** start of INFORMATION SUPPLIED **

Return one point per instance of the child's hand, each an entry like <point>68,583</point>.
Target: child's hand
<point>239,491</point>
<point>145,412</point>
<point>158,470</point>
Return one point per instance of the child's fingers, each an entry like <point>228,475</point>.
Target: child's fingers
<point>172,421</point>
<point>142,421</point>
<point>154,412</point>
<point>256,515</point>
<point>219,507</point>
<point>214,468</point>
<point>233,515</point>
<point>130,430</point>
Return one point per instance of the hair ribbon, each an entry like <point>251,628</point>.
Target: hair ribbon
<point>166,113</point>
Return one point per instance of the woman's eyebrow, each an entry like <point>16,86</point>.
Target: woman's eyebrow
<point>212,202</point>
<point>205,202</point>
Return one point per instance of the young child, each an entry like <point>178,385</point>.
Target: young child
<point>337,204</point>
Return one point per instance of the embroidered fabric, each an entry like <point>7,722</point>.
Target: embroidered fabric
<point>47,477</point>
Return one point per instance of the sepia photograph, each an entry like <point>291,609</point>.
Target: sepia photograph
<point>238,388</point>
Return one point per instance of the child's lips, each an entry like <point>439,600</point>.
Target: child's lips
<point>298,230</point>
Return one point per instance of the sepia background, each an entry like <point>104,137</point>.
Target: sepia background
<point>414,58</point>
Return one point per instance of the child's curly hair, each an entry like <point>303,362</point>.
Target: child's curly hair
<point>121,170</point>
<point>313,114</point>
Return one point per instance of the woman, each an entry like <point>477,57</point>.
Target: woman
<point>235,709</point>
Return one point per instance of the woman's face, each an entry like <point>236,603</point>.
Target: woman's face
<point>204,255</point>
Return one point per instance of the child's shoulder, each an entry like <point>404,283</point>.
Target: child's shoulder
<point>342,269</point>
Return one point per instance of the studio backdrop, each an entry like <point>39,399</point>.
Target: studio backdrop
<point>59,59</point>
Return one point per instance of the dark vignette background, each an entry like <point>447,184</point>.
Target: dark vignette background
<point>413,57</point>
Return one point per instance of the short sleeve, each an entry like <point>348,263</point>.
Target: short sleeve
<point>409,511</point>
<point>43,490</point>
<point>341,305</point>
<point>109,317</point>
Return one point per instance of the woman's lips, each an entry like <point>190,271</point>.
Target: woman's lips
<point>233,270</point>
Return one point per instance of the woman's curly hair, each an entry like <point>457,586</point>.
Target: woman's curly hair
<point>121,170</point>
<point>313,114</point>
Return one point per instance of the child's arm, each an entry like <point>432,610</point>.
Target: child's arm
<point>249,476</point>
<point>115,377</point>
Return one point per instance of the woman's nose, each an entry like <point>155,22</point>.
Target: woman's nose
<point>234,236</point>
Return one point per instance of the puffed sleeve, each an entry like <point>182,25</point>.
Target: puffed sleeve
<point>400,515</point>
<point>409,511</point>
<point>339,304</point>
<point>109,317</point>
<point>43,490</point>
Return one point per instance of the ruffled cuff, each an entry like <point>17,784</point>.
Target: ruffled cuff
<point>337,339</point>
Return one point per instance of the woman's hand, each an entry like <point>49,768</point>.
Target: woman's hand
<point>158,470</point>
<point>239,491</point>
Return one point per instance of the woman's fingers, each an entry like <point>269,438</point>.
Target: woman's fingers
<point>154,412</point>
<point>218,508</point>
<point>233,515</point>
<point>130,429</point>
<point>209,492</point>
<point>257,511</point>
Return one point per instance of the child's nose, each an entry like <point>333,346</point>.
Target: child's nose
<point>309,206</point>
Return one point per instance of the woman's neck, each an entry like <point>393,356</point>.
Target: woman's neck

** end of INFORMATION SUPPLIED **

YOUR INSTRUCTIONS
Convert the records, starting with their first line and going on through the line that contains "<point>235,709</point>", into a Markdown table with the columns Row and Line, numbering each line and leaving out blank lines.

OUTPUT
| Row | Line |
|---|---|
| 1 | Return one point per instance of the child's hand, each an entry like <point>68,583</point>. |
| 2 | Target: child's hand |
| 3 | <point>239,491</point> |
| 4 | <point>145,412</point> |
| 5 | <point>158,470</point> |
| 6 | Return one point per instance of the child's fingers, each an entry like <point>228,475</point>. |
| 7 | Target: child's fingers |
| 8 | <point>172,421</point> |
| 9 | <point>142,421</point> |
| 10 | <point>154,412</point> |
| 11 | <point>256,515</point> |
| 12 | <point>219,507</point> |
| 13 | <point>214,468</point> |
| 14 | <point>233,515</point> |
| 15 | <point>130,430</point> |
| 16 | Return one point per instance of the hair ribbon, each an entry like <point>251,628</point>. |
| 17 | Target: hair ribbon |
| 18 | <point>166,113</point> |
| 19 | Return one point per instance of the woman's eyebrow, each an entry like <point>16,86</point>. |
| 20 | Target: woman's eyebrow |
| 21 | <point>212,202</point> |
| 22 | <point>205,202</point> |
| 23 | Return one point per instance of the young child, each an entry like <point>178,385</point>. |
| 24 | Target: young child |
| 25 | <point>337,204</point> |
| 26 | Return one point per instance of the embroidered fabric, each an entry like <point>7,722</point>. |
| 27 | Target: embroidered fabric |
| 28 | <point>47,477</point> |
| 29 | Return one point per instance of the sepia photograph, each an entry like <point>291,609</point>. |
| 30 | Target: sepia photograph |
| 31 | <point>238,388</point> |
| 32 | Return one point per instance of the child's lips, each an entry like <point>439,600</point>. |
| 33 | Target: child's lips |
| 34 | <point>298,230</point> |
| 35 | Return one point per instance of the sepia background, each an entry like <point>104,137</point>. |
| 36 | Target: sepia background |
| 37 | <point>414,58</point> |
| 38 | Return one point per instance of the child's curly hair, each an entry like <point>303,362</point>. |
| 39 | Target: child's curly hair |
| 40 | <point>121,170</point> |
| 41 | <point>313,114</point> |
| 42 | Return one point per instance of the woman, each an entry like <point>477,57</point>. |
| 43 | Target: woman |
| 44 | <point>235,709</point> |